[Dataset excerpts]
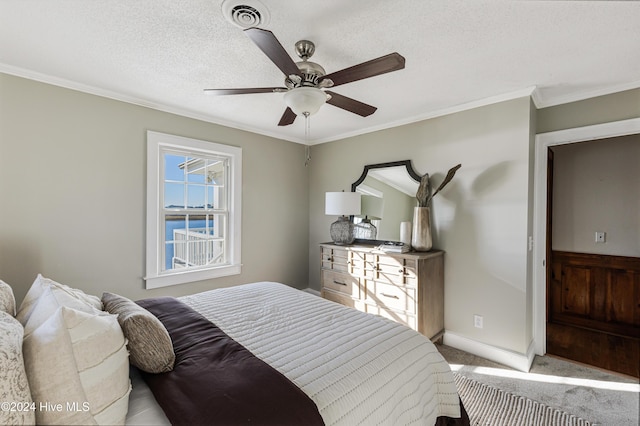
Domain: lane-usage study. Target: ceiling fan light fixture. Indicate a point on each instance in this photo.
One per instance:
(245, 13)
(305, 100)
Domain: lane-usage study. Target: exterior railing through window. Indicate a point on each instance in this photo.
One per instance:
(194, 247)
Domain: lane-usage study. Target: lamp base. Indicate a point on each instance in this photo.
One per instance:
(341, 231)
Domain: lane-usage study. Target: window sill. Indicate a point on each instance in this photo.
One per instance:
(176, 278)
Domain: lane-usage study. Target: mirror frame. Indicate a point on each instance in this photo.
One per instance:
(412, 173)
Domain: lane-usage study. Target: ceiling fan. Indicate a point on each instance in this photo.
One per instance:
(305, 81)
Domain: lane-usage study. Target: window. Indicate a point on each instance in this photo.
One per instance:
(193, 210)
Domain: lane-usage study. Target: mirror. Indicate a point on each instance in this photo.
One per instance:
(388, 198)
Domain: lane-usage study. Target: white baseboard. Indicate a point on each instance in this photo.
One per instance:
(518, 361)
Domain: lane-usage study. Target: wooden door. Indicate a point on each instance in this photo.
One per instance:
(594, 310)
(593, 304)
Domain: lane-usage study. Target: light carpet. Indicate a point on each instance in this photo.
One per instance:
(487, 405)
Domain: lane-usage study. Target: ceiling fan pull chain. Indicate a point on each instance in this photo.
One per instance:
(307, 131)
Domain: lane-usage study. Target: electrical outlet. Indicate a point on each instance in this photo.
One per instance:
(477, 321)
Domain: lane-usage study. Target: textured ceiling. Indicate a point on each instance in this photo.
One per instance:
(162, 53)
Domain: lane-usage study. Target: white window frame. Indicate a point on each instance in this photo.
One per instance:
(156, 144)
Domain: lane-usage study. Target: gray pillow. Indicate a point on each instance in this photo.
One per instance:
(7, 299)
(150, 346)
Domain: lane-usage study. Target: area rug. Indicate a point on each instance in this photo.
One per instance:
(487, 405)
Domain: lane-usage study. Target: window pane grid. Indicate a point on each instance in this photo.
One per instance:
(193, 218)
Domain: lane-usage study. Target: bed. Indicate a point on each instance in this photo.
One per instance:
(342, 366)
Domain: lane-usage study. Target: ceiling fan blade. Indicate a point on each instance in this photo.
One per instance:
(271, 47)
(287, 118)
(384, 64)
(350, 105)
(219, 92)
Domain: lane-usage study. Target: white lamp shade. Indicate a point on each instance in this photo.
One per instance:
(305, 100)
(342, 203)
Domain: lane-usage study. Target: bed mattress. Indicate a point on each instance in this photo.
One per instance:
(358, 368)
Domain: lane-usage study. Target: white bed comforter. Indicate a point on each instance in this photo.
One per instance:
(358, 368)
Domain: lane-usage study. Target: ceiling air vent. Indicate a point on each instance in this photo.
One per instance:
(245, 13)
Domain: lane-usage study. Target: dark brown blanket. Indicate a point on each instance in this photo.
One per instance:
(216, 381)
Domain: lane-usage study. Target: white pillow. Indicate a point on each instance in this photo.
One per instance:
(38, 287)
(14, 388)
(79, 360)
(7, 299)
(48, 303)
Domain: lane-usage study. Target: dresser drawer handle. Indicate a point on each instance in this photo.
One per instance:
(391, 296)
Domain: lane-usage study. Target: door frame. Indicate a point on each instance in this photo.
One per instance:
(543, 142)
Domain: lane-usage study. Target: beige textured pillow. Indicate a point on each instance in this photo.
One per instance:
(150, 346)
(7, 299)
(37, 288)
(14, 387)
(78, 360)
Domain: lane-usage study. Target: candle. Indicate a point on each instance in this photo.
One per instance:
(405, 232)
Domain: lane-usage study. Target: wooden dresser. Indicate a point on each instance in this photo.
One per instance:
(407, 288)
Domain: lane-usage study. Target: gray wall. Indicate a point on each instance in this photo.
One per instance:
(72, 193)
(596, 187)
(481, 219)
(598, 110)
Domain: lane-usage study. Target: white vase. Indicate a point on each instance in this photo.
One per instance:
(421, 235)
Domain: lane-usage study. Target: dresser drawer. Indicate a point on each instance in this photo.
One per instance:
(395, 297)
(341, 283)
(394, 270)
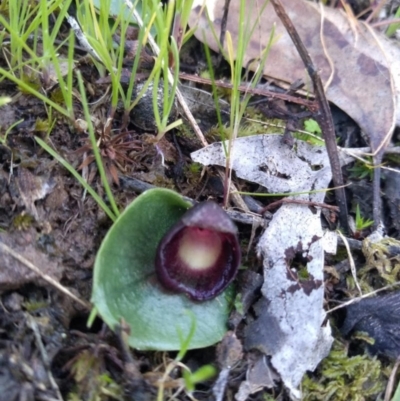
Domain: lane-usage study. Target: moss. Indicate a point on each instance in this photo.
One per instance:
(343, 378)
(381, 267)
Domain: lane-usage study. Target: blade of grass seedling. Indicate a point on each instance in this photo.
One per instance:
(66, 86)
(96, 151)
(78, 177)
(3, 139)
(185, 341)
(34, 92)
(141, 44)
(182, 14)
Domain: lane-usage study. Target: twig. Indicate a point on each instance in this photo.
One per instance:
(310, 104)
(391, 381)
(370, 294)
(43, 353)
(324, 115)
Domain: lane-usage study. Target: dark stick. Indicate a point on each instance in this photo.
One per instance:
(323, 116)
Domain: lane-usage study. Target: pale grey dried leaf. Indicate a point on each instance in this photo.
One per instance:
(292, 238)
(360, 66)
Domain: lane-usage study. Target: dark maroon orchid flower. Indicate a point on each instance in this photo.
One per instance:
(200, 255)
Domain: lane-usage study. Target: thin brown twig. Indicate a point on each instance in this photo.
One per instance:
(324, 117)
(310, 104)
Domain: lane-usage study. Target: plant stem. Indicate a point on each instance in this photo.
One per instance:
(324, 115)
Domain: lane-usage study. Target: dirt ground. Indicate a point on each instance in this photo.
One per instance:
(46, 350)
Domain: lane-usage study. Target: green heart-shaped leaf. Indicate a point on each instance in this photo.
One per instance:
(125, 285)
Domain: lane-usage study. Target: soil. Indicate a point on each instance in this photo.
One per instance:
(47, 352)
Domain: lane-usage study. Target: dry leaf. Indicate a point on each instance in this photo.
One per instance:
(361, 67)
(292, 248)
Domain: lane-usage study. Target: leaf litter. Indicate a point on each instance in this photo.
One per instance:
(302, 278)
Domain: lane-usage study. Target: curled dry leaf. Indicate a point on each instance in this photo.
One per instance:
(359, 67)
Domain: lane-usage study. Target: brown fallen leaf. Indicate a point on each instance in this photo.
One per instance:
(358, 65)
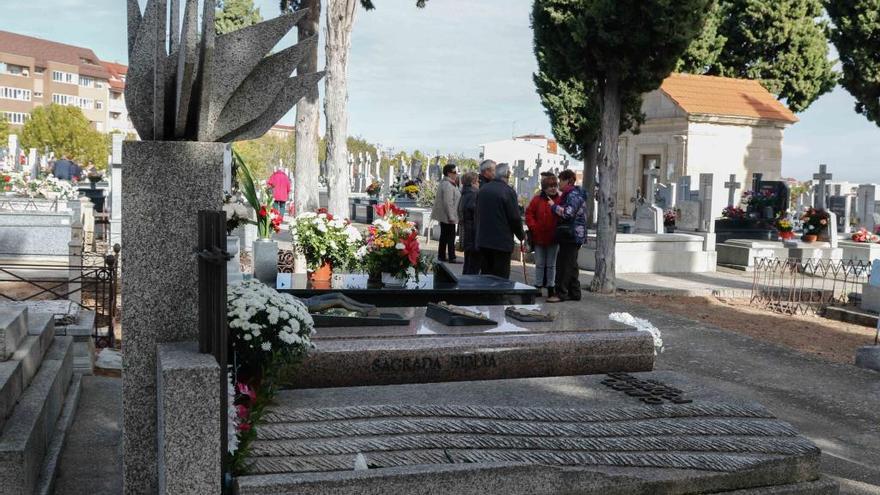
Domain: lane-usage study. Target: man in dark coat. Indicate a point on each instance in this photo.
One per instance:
(498, 220)
(487, 172)
(467, 209)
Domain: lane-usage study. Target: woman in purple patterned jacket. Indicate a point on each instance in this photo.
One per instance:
(571, 232)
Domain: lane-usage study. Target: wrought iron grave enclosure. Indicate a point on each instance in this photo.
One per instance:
(794, 286)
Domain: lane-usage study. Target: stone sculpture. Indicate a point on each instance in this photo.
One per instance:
(208, 87)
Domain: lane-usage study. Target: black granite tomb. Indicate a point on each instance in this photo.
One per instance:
(468, 290)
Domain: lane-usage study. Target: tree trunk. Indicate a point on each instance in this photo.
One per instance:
(606, 228)
(340, 20)
(591, 150)
(305, 174)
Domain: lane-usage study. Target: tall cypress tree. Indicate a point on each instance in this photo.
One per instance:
(622, 48)
(233, 15)
(781, 43)
(856, 34)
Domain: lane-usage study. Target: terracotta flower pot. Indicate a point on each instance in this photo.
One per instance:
(323, 274)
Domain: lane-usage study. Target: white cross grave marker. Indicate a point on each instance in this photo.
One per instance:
(732, 185)
(822, 176)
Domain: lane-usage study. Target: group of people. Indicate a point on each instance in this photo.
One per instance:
(486, 213)
(67, 169)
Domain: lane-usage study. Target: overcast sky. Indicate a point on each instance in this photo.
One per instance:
(454, 75)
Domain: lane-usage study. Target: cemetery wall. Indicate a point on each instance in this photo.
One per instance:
(661, 137)
(724, 149)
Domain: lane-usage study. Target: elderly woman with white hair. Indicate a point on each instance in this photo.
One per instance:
(498, 221)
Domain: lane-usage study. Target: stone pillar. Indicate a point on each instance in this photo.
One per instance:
(165, 184)
(74, 264)
(116, 190)
(188, 412)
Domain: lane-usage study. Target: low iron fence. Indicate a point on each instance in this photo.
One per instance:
(89, 280)
(795, 286)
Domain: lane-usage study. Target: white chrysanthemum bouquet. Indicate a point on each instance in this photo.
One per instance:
(266, 326)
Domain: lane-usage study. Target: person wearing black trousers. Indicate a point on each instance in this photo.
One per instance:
(467, 207)
(498, 221)
(445, 212)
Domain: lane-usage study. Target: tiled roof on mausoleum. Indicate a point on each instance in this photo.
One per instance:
(711, 95)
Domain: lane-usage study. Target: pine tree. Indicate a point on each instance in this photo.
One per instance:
(856, 34)
(781, 43)
(233, 15)
(64, 130)
(622, 48)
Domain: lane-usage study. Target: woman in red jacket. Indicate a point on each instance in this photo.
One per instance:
(542, 225)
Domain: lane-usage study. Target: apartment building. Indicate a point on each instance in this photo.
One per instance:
(36, 72)
(117, 112)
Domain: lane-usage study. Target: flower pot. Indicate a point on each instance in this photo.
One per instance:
(233, 266)
(389, 280)
(266, 261)
(322, 274)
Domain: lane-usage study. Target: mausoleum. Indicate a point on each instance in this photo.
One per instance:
(703, 125)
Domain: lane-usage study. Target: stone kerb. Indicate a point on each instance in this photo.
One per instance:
(166, 184)
(188, 421)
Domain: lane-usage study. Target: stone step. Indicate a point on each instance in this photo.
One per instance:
(46, 484)
(41, 332)
(13, 328)
(657, 432)
(16, 373)
(30, 429)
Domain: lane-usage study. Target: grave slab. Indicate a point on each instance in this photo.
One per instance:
(469, 289)
(577, 342)
(486, 437)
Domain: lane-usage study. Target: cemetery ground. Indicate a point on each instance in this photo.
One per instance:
(799, 367)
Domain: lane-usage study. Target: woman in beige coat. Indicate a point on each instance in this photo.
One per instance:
(445, 212)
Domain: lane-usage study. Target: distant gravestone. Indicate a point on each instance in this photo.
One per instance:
(665, 195)
(841, 206)
(707, 204)
(874, 281)
(689, 216)
(649, 220)
(821, 189)
(866, 206)
(732, 185)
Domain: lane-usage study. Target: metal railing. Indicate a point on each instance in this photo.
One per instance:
(795, 286)
(91, 284)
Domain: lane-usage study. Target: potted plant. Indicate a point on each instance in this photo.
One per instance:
(785, 228)
(374, 189)
(269, 335)
(392, 248)
(862, 235)
(669, 220)
(326, 243)
(268, 222)
(815, 224)
(733, 214)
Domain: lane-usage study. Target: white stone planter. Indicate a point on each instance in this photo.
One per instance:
(266, 261)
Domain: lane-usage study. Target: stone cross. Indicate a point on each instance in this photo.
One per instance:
(732, 185)
(822, 176)
(651, 174)
(684, 188)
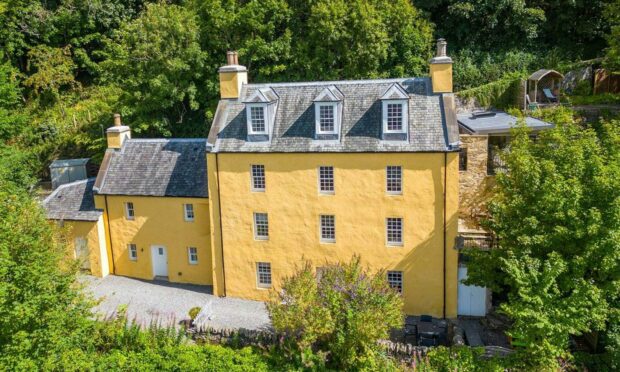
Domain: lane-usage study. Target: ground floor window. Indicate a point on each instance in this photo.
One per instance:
(263, 274)
(133, 252)
(395, 280)
(192, 253)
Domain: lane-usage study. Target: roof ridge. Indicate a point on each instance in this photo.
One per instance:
(65, 185)
(334, 82)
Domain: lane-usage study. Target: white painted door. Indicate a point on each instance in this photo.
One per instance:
(81, 252)
(160, 260)
(472, 299)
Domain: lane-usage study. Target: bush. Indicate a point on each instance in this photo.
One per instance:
(337, 318)
(193, 312)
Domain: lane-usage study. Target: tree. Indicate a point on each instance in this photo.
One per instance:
(339, 315)
(556, 215)
(42, 313)
(157, 60)
(612, 14)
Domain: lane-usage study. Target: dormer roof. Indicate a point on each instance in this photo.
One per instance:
(329, 94)
(395, 91)
(263, 95)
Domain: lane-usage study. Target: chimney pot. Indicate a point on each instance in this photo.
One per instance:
(232, 58)
(441, 48)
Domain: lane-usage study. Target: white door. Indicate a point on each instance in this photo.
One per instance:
(160, 260)
(472, 299)
(81, 252)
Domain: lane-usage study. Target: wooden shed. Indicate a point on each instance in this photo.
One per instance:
(540, 80)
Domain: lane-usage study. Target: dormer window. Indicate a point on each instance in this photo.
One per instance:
(328, 113)
(257, 119)
(260, 112)
(394, 117)
(327, 118)
(395, 113)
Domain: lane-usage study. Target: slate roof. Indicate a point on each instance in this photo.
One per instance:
(73, 201)
(294, 126)
(155, 167)
(496, 122)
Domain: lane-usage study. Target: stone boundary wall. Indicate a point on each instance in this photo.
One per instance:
(264, 339)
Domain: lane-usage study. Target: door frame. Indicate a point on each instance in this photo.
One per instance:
(154, 256)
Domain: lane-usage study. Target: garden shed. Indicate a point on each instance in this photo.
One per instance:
(543, 86)
(68, 170)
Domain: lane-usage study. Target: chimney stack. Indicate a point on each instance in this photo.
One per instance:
(441, 69)
(232, 77)
(118, 133)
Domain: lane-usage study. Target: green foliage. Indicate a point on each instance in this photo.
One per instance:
(160, 66)
(612, 14)
(597, 99)
(465, 359)
(556, 216)
(501, 94)
(194, 311)
(339, 316)
(42, 313)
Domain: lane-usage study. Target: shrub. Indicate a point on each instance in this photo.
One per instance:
(193, 312)
(337, 318)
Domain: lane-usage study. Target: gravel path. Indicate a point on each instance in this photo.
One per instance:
(168, 303)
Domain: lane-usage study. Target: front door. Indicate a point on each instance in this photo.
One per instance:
(81, 252)
(160, 260)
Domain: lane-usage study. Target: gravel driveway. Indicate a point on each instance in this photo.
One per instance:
(168, 303)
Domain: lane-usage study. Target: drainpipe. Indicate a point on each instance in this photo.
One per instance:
(219, 209)
(107, 215)
(445, 183)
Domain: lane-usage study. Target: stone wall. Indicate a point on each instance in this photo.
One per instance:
(474, 184)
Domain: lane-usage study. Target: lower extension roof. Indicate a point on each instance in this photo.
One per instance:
(155, 167)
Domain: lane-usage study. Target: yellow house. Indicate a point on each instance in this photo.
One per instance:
(314, 171)
(322, 171)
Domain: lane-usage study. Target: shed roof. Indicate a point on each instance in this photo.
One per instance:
(361, 126)
(496, 122)
(73, 201)
(540, 74)
(62, 163)
(155, 167)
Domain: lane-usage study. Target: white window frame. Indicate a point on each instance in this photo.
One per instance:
(188, 213)
(192, 256)
(387, 232)
(387, 180)
(317, 117)
(255, 219)
(263, 106)
(321, 227)
(130, 211)
(405, 115)
(394, 282)
(261, 269)
(254, 177)
(133, 251)
(333, 180)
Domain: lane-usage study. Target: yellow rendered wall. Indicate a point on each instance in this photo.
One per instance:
(216, 236)
(88, 230)
(441, 76)
(231, 82)
(360, 206)
(159, 221)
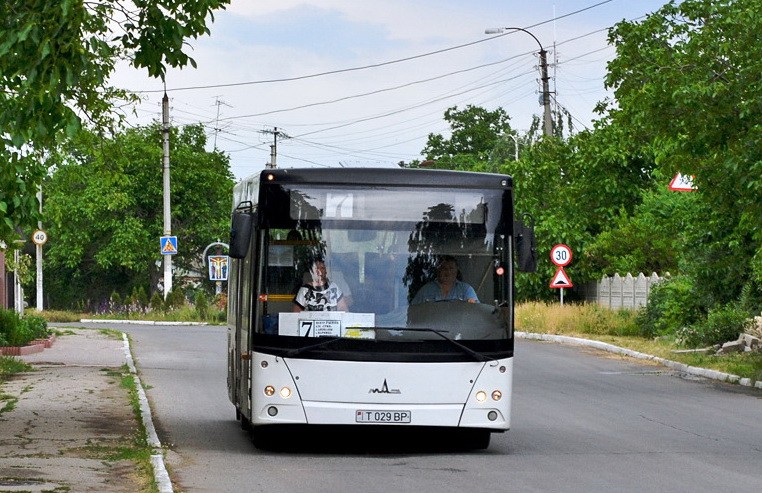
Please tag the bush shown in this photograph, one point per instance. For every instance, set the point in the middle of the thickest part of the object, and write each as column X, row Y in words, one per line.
column 17, row 331
column 201, row 302
column 671, row 306
column 721, row 325
column 157, row 302
column 38, row 326
column 175, row 299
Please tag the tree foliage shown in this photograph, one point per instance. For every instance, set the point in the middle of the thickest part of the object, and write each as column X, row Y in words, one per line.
column 56, row 57
column 104, row 208
column 686, row 80
column 475, row 134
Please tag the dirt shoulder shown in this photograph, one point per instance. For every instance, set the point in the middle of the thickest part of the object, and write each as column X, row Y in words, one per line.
column 71, row 427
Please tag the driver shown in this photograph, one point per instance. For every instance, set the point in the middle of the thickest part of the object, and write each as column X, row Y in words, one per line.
column 446, row 286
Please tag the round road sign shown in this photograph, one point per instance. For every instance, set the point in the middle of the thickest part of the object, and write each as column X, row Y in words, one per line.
column 39, row 237
column 560, row 255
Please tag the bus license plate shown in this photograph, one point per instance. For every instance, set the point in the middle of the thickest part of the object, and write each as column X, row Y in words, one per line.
column 371, row 416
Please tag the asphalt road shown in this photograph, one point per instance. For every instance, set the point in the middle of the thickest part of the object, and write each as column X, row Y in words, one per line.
column 582, row 421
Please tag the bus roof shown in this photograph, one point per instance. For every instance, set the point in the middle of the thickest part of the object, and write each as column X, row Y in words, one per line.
column 386, row 176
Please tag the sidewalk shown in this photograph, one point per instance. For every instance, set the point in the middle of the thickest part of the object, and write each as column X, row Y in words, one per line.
column 71, row 416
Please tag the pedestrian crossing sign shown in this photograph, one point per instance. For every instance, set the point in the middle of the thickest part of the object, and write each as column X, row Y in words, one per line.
column 168, row 245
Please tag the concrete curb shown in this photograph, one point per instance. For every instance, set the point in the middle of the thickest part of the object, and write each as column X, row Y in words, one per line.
column 136, row 322
column 692, row 370
column 163, row 481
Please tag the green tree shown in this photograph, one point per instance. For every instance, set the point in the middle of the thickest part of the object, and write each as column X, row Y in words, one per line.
column 104, row 207
column 686, row 81
column 56, row 59
column 475, row 133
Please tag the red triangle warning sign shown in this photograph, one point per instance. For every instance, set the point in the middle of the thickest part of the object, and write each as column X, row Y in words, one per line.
column 561, row 280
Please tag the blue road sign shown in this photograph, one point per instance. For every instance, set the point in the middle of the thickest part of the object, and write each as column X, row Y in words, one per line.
column 168, row 245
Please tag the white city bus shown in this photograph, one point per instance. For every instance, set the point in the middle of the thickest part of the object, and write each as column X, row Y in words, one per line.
column 382, row 360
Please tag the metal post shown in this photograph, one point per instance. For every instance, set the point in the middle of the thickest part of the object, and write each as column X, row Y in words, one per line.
column 38, row 251
column 548, row 128
column 548, row 122
column 167, row 214
column 18, row 291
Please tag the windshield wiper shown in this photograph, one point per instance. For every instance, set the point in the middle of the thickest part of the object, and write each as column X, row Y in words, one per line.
column 440, row 333
column 295, row 351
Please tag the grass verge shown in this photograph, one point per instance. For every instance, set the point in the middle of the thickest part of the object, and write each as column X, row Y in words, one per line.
column 10, row 366
column 618, row 327
column 137, row 451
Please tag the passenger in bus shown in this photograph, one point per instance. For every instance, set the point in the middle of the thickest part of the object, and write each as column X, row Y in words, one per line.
column 318, row 293
column 446, row 286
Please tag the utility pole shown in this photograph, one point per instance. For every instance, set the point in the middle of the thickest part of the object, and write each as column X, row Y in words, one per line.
column 167, row 214
column 38, row 251
column 274, row 147
column 218, row 102
column 547, row 120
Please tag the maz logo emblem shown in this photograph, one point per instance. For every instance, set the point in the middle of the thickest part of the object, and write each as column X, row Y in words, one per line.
column 385, row 390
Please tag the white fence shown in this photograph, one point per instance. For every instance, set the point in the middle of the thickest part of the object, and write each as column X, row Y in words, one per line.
column 620, row 292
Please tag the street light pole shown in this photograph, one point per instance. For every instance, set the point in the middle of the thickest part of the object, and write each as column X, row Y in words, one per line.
column 547, row 121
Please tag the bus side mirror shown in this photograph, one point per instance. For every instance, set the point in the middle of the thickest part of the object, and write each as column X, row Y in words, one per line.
column 526, row 248
column 240, row 233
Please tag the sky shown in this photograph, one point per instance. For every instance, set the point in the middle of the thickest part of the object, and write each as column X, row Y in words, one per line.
column 341, row 83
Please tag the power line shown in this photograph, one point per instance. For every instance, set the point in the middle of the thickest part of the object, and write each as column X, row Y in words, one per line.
column 374, row 65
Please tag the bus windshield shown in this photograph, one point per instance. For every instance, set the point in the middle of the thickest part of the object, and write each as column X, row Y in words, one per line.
column 384, row 263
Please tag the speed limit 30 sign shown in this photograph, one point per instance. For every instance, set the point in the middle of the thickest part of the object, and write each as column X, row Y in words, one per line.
column 560, row 255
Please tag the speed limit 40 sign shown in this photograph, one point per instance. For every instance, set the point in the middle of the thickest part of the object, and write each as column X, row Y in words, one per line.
column 560, row 255
column 39, row 237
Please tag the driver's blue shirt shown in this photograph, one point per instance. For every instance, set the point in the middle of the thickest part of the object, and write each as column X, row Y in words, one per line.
column 432, row 292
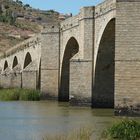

**YOUR OBJECTIVE:** Wherever the string "lamp" appears in the records above, copy the line it sits in.

**SOLUTION FOR THIS EXERCISE:**
Domain: lane-usage study. Target: lamp base. Indicate a point on each instance in this photo.
Domain: lane-usage study. Target: white lamp shade. Indicate a point on each instance in this photo.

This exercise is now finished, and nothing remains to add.